- [REQUEST] Count the lines below that contain the string "every", treating uppercase and lowercase letters as distinct, and reply with that number alone.

- [MATERIAL PROVIDED]

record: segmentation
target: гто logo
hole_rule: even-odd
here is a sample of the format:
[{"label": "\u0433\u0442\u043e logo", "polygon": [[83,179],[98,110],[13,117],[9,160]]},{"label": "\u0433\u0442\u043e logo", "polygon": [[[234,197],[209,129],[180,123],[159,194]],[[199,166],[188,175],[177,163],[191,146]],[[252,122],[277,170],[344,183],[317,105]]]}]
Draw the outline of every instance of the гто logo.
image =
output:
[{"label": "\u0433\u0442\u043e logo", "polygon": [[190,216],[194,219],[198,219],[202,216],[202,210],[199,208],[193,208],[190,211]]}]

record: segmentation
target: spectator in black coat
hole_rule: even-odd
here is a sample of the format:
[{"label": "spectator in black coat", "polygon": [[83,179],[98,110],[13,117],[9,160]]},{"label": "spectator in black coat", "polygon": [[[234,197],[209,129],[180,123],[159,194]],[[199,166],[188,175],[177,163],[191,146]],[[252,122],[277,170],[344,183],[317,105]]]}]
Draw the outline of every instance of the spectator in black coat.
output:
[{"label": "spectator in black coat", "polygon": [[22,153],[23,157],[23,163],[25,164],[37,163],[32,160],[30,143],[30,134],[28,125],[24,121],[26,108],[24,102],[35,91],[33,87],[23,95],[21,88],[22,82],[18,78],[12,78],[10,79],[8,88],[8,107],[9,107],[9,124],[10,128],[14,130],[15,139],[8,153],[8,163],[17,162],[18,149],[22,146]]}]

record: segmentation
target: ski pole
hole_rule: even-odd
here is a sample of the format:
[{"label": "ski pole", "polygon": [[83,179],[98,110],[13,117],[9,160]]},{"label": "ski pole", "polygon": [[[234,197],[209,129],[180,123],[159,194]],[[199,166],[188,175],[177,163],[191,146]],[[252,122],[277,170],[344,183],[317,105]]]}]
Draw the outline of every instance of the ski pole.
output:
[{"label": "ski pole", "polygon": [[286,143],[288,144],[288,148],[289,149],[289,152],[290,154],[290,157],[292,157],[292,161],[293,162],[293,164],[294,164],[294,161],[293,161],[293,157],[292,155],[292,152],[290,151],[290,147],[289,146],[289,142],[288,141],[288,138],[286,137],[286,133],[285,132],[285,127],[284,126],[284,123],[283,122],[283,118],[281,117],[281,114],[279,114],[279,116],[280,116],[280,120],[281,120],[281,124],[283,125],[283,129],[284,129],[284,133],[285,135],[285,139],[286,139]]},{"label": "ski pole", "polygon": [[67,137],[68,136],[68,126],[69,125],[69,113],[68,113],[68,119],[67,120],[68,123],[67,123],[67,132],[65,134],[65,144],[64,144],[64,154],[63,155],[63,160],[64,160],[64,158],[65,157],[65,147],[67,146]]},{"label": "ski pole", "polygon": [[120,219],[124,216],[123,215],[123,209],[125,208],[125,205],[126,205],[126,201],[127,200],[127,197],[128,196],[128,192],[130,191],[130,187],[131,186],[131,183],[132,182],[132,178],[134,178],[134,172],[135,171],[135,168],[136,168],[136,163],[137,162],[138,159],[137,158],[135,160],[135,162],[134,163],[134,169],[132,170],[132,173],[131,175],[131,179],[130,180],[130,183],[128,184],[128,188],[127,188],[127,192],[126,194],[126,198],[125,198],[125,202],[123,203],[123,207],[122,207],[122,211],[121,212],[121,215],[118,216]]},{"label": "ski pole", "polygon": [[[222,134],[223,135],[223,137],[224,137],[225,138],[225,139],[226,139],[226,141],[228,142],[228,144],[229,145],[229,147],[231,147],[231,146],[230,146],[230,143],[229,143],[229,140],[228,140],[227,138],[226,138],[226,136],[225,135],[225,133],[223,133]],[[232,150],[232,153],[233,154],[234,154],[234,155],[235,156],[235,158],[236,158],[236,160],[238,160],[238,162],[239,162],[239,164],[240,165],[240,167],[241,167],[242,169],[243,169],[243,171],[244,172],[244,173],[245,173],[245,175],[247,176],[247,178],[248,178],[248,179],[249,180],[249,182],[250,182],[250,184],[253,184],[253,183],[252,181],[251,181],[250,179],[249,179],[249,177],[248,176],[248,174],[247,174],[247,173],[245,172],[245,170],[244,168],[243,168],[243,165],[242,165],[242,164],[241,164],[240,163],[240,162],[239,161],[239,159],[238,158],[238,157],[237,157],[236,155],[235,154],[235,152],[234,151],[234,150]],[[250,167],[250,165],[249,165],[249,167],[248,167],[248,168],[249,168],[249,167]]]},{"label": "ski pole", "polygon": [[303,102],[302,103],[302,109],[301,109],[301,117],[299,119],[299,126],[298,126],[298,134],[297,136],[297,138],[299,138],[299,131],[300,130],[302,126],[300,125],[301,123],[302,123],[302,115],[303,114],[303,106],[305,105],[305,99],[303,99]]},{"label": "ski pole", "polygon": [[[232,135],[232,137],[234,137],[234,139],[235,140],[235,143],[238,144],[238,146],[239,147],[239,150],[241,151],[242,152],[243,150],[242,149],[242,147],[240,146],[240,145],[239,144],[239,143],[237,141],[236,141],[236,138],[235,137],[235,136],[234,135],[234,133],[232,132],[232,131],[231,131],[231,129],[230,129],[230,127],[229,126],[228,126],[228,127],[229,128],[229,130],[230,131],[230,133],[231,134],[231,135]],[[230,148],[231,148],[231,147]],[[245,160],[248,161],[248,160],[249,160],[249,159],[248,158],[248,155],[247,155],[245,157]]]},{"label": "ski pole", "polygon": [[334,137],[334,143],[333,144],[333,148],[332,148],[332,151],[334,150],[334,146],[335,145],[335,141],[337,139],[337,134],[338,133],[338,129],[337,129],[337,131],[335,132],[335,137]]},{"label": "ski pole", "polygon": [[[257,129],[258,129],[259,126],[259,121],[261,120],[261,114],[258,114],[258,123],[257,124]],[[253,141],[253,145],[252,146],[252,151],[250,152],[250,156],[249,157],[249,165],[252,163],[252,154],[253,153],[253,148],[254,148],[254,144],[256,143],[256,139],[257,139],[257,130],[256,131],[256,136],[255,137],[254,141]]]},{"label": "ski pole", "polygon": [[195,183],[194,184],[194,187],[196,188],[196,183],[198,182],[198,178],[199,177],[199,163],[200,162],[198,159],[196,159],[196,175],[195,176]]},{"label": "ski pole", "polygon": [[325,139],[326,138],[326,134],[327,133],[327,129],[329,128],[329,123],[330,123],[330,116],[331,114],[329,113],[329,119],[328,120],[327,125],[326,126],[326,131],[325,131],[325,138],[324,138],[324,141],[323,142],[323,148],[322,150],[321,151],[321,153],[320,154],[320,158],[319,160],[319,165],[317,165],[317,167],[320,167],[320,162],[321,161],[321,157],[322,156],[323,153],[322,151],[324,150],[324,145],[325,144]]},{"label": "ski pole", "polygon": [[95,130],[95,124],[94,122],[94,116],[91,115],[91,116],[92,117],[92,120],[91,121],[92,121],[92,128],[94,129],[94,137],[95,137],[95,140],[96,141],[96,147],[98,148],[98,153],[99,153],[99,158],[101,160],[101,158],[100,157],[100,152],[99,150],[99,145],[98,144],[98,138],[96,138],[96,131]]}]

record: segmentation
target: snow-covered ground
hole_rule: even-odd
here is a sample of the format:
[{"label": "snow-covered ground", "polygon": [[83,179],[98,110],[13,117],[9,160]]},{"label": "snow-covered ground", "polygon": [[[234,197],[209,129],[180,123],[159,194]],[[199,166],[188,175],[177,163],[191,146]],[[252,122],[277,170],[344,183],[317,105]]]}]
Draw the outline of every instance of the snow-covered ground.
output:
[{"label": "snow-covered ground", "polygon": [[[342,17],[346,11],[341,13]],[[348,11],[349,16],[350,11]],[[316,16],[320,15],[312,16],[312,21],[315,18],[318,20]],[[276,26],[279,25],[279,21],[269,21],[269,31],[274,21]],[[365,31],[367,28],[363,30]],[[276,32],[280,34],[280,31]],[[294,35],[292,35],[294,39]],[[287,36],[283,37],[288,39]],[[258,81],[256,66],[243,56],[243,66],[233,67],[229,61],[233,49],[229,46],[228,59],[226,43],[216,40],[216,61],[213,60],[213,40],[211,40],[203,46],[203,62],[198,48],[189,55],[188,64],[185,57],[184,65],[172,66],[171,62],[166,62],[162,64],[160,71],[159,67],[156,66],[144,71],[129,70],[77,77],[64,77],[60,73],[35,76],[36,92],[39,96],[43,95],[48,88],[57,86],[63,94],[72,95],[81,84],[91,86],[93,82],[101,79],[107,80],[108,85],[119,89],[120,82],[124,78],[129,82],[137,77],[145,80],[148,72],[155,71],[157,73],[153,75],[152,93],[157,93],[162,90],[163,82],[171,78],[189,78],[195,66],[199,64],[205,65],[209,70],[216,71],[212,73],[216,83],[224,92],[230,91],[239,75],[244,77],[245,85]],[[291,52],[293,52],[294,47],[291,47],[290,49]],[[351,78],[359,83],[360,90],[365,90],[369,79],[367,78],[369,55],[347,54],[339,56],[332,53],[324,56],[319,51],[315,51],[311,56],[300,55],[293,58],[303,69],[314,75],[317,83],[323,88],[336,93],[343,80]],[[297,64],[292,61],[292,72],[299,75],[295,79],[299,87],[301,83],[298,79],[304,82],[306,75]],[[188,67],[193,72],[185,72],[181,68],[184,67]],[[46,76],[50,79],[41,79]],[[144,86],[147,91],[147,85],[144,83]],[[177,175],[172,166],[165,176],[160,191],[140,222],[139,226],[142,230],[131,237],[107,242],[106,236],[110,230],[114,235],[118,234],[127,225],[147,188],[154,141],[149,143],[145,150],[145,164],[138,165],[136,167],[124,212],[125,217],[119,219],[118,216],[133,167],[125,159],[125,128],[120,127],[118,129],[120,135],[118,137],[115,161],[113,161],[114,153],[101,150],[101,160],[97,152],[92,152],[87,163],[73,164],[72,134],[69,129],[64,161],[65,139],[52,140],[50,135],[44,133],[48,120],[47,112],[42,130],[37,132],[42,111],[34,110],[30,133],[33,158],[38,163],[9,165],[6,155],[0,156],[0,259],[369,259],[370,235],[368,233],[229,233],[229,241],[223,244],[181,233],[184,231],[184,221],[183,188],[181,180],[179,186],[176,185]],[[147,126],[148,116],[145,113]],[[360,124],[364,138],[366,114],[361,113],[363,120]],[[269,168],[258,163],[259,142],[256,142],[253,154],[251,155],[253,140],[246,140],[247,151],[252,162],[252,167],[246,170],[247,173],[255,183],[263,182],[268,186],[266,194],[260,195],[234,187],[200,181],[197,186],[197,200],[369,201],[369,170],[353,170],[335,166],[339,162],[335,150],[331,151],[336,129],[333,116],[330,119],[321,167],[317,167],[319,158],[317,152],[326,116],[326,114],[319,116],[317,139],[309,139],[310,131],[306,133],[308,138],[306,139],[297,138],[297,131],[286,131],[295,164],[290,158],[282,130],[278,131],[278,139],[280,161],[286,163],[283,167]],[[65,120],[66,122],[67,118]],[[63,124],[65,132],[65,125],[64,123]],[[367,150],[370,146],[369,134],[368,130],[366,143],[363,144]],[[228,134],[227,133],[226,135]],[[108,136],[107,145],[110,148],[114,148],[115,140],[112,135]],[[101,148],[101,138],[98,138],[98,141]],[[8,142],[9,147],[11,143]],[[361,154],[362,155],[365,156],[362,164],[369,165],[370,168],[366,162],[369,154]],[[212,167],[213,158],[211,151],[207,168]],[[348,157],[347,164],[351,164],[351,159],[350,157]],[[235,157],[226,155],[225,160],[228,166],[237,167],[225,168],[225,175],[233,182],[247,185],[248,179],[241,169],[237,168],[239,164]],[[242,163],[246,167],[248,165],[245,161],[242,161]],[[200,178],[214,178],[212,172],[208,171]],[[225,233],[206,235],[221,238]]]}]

- [RESPONSE] 4